» **WRITTEN TASK**
Quote the passage on rapid and delayed categorisation word for word, starting at "This is a requirement" and ending after "and delayed categorisation.".

» **DOCUMENT SEGMENT**
-------

Rapid and Delayed Categorisation
The shortest way to illustrate rapid and delayed categorisation
is the following story. As is well known, Helen Keller
was deaf, mute, and blind. She began to acquire the
basic skills of communication as late as at the age
of six. Before that age, she tells us in her book,
she had no word for, e.g., ice cream. When she felt
like eating ice cream, she felt an intense cold feeling
all over her tongue, and drew her mother to the fridge.
Later, after having acquired the word ice cream, the
peculiar sensation on her tongue disappeared, and she
was incapable of reviving it by conscious effort. 2
Most normal adults delay categorisation
for fractions of seconds, so as to gather information
required for making adequate judgments about reality.
This is a requirement for satisfactory adaptation.
In Helen Keller's case, categorisation was delayed
for over six years; and the story can demonstrate the
advantages and disadvantages of rapid and delayed categorisation.
A category with a verbal label constitutes relatively
small load on one's cognitive system, and is easily
manipulable; on the other hand, it entails the loss
of important sensory information, that might be crucial
for the process of accurate adaptation. Delayed categorisation,
by contrast, may load too much sensory load on the
human memory system; this overload may be available
for adaptive purposes and afford great flexibility,
but may be time-and-energy consuming, and occupy too
much mental processing space. Furthermore, delayed
categorisation may involve a period of uncertainty
that may be quite unpleasant, or even intolerable for
some individuals. Rapid categorisation, by contrast,
may involve the loss of vital information, and lead
to maladaptive strategies in life. In Helen Keller's
case, we see an opposition between a precategoric sensation
on her tongue, and a word. The former constitutes delayed,
the latter rapid categorisation. The diffuse sensations
are recoded into a compact, focussed concept, and labelled
with a verbal label. Different categorisation strategies
may generate different poetic qualities. Different
poetic texts may require different categorisation strategies.

-------

» **LISTED RECORDS**
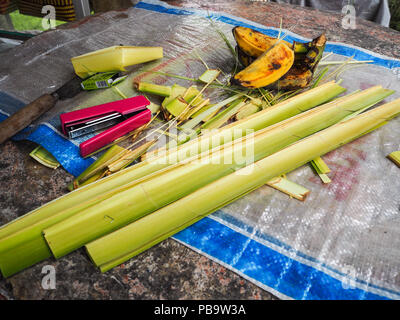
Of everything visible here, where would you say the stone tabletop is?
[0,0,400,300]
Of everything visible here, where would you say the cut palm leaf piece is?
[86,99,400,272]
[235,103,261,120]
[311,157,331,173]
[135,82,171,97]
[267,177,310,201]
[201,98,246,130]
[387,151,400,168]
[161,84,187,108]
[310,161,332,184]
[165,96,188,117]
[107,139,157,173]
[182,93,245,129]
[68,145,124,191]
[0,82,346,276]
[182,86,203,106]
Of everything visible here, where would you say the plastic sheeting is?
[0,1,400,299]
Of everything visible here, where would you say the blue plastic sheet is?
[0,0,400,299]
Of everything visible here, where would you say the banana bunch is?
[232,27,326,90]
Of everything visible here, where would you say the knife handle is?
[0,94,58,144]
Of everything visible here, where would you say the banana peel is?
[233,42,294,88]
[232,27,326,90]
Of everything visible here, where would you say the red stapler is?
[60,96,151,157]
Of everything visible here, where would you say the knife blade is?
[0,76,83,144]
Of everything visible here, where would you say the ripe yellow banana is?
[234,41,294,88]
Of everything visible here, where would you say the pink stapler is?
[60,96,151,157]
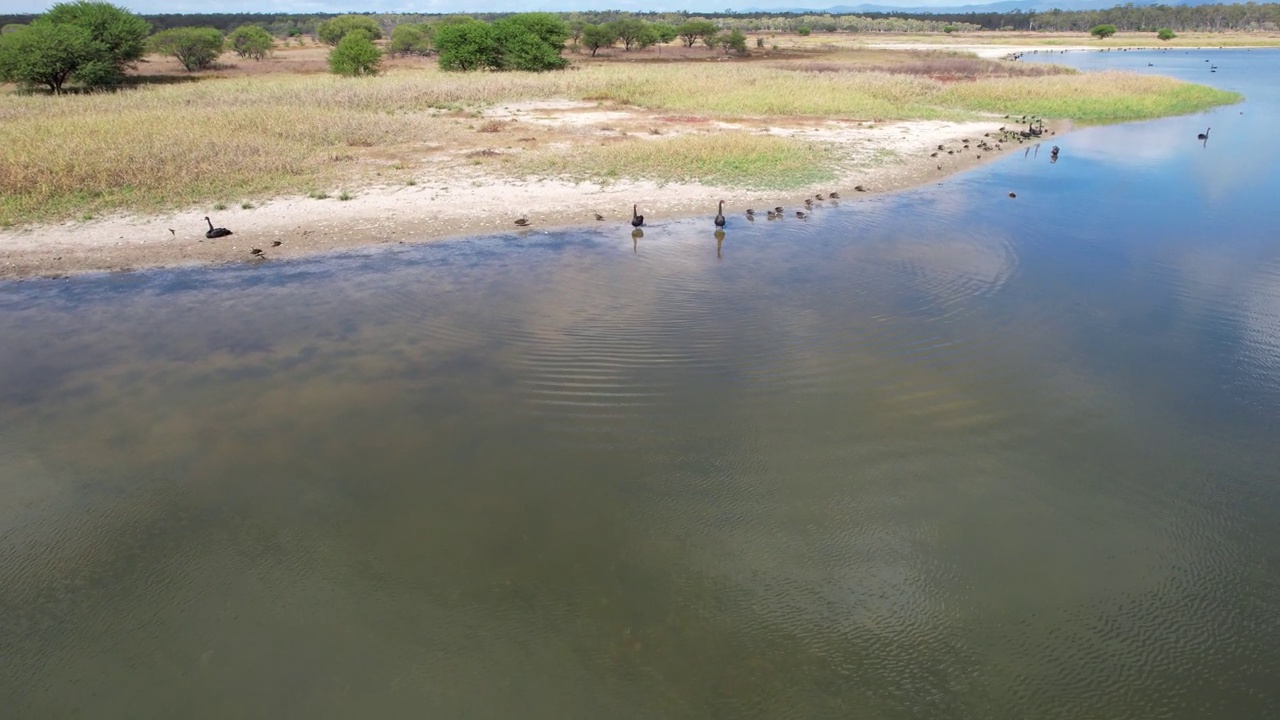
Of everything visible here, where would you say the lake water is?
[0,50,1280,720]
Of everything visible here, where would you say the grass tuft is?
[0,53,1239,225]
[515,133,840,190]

-------

» **OUTPUT OF THE EXERCISE**
This is a requirement for satisfactory adaptation.
In Helen Keller's case, categorisation was delayed
for over six years; and the story can demonstrate the
advantages and disadvantages of rapid and delayed categorisation.